PÁGINA -
______________________________
Fala aê, mestre: Programa Criança Feliz

Fernanda Marques 17 de maio de 2024


O Programa Criança Feliz (PCF) é uma ferramenta instituída pelo governo federal para que as famílias tenham condições de favorecer o desenvolvimento integral de suas crianças na primeira infância. Analisar a implementação desse Programa foi o objetivo de uma pesquisa realizada no Mestrado Profissional em Políticas Públicas em Saúde da Escola de Governo Fiocruz – Brasília. Gerente de projetos no Programa das Nações Unidas para o Desenvolvimento (PNUD) Brasil, Ana Angélica Rodrigues Alves estudou 30 municípios brasileiros, localizados, em sua maioria, nas regiões Norte e Nordeste do país, para verificar se seguiam os processos e etapas definidos na metodologia do PCF. Para a pesquisa, foram selecionados municípios de pequeno porte com maior percentual de população em situação de pobreza extrema, e os dados foram coletados nos registros efetivados no Sistema Eletrônico do Programa Criança Feliz (e-PCF). “Os resultados obtidos poderão subsidiar a elaboração de um plano de ação estratégico que permita qualificar o monitoramento do PCF”, avalia Ana Angélica. Nesta entrevista da série de divulgação científica “Fala aê, mestre”, ela explica o que é o PCF, como ele funciona e seus pontos fortes nos municípios estudados, além de trazer recomendações para superar as dificuldades observadas e aperfeiçoar o Programa.

 

Em que consiste o Programa Criança Feliz (PCF)?

Ana Angélica Rodrigues Alves: O PCF é um programa de caráter intersetorial instituído por meio de decreto presidencial. Fundamentado, principalmente, pelas ações de visitação domiciliar, tem a finalidade de promover o desenvolvimento integral das crianças de 0 a 6 anos de idade, considerando, necessariamente, sua família, o território e cada contexto de vida, em consonância com o Marco Legal da Primeira Infância (Lei nº 13.257, de 8 de março de 2016). O público do PCF é composto por gestantes, crianças na primeira infância e suas famílias, as quais estejam em situação de vulnerabilidade e/ou risco social. Os participantes devem estar inseridos no Cadastro Único para Programas Sociais (CadÚnico) ou no Benefício de Prestação Continuada (BPC). O programa contempla ações nas diferentes esferas federativas (União, estados, municípios e DF).

 

Como é a metodologia do Programa?
______________________________
ENUNCIADO DA TAREFA -
Com base no texto sobre o Programa Criança Feliz, responda:
1. Quantos municípios brasileiros Ana Angélica Rodrigues Alves estudou?
2. Em que sistema foram coletados os dados da pesquisa?
3. Qual é a faixa etária das crianças cujo desenvolvimento integral o programa busca promover?
Os dados a seguir não têm relação com o texto sobre o Programa Criança Feliz.

MATERIAL -
______________________________
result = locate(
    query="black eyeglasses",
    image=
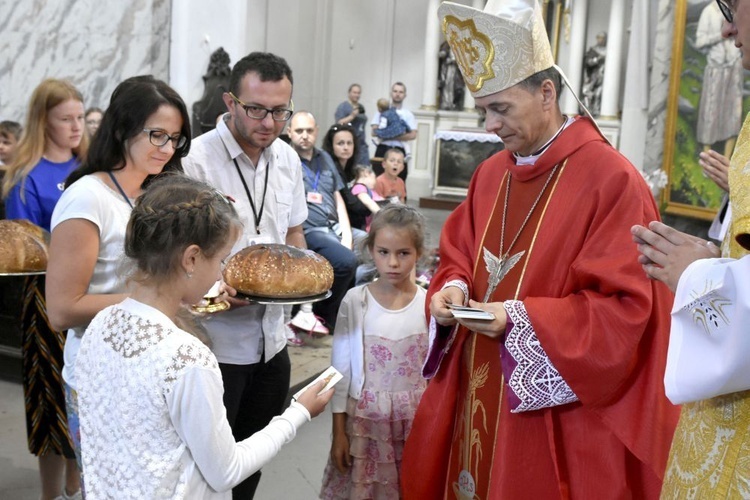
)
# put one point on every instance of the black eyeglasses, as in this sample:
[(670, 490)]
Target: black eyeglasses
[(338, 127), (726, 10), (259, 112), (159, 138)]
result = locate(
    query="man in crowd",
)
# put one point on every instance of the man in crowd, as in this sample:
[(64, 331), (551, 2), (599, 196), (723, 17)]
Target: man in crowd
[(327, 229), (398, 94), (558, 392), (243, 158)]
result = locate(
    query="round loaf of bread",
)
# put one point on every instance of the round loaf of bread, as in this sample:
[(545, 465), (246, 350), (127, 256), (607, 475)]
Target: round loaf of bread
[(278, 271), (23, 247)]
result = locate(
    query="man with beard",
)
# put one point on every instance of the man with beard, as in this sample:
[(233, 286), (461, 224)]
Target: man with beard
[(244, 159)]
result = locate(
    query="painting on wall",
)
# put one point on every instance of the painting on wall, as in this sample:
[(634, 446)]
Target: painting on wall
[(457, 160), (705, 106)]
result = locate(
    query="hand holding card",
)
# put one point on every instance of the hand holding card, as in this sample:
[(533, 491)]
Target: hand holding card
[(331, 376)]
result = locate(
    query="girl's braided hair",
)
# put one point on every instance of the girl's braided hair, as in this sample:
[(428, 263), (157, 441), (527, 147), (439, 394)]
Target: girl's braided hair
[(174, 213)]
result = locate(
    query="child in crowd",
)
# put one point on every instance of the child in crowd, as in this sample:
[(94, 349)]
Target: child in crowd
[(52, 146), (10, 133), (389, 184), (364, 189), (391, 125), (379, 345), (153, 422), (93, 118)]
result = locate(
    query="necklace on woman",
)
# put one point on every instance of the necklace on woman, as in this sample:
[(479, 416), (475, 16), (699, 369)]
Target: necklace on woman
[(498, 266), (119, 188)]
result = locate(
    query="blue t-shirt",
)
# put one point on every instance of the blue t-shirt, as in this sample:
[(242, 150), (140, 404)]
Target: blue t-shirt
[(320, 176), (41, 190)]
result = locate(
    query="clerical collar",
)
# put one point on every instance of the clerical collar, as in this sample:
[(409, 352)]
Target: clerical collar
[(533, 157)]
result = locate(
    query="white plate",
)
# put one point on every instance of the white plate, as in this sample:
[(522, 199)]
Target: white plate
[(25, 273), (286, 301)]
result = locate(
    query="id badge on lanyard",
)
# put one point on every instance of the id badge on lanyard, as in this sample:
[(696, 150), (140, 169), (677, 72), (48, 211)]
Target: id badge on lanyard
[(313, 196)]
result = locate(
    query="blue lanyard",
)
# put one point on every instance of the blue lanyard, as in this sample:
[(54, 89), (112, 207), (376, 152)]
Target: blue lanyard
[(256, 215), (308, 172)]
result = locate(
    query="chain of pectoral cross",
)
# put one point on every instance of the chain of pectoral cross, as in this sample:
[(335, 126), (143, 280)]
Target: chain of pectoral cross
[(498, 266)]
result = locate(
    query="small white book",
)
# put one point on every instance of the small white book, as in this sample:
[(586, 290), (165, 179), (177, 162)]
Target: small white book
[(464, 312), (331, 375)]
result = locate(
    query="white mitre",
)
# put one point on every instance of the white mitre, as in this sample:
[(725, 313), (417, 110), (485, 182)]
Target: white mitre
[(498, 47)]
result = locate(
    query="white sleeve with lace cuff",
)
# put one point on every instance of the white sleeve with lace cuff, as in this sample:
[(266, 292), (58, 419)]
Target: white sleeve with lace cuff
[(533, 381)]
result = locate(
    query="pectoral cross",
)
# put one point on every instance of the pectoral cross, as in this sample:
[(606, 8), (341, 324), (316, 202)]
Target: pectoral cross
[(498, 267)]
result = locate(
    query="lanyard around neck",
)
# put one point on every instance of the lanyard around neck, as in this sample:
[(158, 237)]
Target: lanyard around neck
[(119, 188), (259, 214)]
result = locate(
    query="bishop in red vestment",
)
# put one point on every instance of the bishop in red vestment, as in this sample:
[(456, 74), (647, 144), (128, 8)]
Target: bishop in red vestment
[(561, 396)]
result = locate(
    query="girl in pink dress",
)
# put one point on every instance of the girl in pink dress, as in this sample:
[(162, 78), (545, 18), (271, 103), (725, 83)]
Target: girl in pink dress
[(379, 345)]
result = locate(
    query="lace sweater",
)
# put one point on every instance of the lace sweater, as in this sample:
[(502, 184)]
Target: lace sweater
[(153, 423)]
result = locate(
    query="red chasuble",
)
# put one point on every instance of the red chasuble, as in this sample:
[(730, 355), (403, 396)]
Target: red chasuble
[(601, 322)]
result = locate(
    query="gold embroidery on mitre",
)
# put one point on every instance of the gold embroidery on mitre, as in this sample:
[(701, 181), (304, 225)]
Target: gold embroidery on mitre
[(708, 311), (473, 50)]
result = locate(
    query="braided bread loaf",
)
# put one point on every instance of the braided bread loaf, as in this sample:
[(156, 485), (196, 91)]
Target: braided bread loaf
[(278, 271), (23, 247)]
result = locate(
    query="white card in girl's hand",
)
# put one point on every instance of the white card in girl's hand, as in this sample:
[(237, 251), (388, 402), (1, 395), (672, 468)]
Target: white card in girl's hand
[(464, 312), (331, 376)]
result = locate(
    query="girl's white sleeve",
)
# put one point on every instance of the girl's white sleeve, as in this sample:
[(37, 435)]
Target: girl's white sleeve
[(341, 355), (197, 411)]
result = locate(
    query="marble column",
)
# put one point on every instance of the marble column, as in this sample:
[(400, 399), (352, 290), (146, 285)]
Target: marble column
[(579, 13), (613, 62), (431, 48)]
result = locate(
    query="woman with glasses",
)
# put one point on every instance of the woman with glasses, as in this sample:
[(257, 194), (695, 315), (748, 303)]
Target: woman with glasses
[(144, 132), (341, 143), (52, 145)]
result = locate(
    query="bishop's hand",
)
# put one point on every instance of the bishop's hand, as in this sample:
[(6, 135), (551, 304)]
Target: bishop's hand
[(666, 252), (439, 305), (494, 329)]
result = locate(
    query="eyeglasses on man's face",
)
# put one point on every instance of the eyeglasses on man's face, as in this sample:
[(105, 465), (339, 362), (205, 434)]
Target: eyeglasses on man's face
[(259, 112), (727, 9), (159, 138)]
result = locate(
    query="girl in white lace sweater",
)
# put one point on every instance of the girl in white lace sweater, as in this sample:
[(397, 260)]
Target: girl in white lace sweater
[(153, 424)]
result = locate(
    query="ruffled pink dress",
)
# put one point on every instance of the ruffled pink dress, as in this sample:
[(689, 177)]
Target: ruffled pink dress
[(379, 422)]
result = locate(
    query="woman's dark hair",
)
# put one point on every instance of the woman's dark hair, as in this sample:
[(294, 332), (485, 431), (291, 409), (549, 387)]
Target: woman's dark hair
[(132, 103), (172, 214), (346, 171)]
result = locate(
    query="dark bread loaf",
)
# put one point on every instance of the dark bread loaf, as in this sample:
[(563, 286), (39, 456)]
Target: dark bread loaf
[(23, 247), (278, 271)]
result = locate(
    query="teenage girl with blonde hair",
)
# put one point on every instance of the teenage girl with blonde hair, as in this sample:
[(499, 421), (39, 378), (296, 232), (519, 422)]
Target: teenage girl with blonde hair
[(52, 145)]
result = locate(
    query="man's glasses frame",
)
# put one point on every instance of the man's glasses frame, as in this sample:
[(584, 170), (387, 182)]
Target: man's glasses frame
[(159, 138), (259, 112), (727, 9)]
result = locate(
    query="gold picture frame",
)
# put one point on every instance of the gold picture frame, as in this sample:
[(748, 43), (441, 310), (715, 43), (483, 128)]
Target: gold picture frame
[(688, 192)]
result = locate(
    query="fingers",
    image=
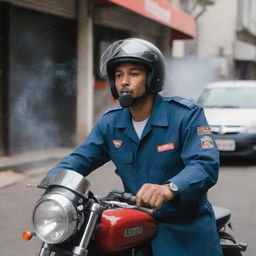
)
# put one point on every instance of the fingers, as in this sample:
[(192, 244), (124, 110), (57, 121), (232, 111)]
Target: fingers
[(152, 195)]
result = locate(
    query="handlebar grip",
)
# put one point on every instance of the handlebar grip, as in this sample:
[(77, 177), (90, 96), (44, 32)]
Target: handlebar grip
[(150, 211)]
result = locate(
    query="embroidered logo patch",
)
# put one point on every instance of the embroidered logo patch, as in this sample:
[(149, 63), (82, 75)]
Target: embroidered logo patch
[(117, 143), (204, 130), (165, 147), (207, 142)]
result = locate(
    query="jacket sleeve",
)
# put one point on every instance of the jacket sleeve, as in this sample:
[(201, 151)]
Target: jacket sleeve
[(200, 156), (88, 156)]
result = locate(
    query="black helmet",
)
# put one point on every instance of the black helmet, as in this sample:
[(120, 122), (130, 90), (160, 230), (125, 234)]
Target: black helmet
______________________________
RESPOSTA COMPLETA -
1. 30 municípios.
2. No Sistema Eletrônico do Programa Criança Feliz (e-PCF).
3. De 0 a 6 anos de idade.